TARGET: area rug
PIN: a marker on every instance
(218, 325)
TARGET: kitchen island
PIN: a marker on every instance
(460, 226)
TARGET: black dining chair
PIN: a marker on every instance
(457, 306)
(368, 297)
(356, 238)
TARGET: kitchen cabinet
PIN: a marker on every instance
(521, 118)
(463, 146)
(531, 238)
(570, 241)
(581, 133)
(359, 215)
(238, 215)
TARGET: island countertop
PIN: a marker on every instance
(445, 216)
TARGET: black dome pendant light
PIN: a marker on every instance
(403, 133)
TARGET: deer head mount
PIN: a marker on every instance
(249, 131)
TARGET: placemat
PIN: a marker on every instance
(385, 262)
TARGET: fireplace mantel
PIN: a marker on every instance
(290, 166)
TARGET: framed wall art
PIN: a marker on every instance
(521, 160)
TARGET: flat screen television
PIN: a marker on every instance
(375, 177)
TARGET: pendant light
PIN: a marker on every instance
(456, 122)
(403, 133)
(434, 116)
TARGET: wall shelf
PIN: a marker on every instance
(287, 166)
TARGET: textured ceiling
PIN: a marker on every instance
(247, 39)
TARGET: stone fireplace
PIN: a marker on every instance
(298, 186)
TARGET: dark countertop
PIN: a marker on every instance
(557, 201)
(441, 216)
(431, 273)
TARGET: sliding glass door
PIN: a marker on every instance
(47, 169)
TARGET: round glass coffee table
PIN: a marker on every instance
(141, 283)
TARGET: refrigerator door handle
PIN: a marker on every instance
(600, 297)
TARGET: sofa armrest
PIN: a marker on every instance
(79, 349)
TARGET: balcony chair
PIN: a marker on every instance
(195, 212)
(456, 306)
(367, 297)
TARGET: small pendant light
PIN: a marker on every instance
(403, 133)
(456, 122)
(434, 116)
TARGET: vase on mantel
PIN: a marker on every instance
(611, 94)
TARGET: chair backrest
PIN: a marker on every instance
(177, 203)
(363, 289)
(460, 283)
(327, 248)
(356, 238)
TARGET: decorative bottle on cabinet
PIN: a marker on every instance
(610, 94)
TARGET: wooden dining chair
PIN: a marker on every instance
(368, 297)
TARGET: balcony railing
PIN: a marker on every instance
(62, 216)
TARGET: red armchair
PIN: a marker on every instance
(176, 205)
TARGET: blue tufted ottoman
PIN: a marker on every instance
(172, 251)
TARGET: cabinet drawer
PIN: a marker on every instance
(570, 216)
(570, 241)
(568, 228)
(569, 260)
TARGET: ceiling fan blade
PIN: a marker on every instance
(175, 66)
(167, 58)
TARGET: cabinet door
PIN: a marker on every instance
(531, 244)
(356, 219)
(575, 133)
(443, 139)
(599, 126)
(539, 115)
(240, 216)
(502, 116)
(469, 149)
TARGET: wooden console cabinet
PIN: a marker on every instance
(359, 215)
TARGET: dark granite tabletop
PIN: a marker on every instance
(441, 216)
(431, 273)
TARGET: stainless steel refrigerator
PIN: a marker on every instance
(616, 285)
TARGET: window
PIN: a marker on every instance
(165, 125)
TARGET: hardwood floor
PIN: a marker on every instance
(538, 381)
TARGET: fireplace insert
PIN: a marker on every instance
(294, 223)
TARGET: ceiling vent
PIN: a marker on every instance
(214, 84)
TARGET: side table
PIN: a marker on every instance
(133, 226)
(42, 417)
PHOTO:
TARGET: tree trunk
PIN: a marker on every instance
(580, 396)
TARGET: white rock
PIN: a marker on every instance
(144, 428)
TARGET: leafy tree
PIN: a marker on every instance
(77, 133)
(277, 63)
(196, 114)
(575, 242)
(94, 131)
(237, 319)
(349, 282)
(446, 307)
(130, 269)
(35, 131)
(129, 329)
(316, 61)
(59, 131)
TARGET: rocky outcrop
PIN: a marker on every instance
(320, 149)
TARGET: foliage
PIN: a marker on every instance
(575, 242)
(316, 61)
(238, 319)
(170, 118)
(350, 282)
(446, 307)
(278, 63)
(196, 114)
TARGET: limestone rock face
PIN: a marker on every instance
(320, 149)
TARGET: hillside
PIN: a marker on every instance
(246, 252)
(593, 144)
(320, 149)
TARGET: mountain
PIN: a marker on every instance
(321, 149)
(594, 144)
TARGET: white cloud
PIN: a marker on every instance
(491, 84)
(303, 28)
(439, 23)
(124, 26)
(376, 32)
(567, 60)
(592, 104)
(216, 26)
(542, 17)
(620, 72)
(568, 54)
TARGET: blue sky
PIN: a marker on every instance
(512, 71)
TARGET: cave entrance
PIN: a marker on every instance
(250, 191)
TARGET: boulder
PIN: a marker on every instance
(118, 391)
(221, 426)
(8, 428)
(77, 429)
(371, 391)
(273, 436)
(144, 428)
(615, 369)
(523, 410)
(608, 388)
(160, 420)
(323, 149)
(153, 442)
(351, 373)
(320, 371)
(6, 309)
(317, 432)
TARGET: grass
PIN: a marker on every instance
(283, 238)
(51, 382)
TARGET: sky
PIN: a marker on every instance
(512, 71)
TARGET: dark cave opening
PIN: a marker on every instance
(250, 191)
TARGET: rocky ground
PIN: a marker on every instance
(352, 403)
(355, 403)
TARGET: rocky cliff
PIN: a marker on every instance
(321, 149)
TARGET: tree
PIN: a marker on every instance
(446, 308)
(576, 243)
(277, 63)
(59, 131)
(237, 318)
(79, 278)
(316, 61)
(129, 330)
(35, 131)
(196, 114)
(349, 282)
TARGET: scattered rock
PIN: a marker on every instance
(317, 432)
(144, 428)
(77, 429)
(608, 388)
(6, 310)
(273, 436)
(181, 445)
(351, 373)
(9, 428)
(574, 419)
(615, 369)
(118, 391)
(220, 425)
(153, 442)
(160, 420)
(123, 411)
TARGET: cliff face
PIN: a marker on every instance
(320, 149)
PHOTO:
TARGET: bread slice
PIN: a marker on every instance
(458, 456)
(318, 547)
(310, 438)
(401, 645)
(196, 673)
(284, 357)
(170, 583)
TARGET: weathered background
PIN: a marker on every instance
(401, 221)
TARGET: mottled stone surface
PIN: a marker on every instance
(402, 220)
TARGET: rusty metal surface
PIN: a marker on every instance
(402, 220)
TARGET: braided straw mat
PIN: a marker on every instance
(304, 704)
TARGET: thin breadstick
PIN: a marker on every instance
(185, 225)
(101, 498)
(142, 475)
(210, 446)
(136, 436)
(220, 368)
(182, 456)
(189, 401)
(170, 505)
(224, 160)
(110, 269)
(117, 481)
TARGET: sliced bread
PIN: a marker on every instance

━━━━━━━━━━━━━━━━━━━━

ASSIGNMENT ▸ Working from the entries above, find every line in which the word "refrigerator" occurs and copy it.

TASK OUTPUT ▸
TARGET: refrigerator door handle
TARGET: stainless steel refrigerator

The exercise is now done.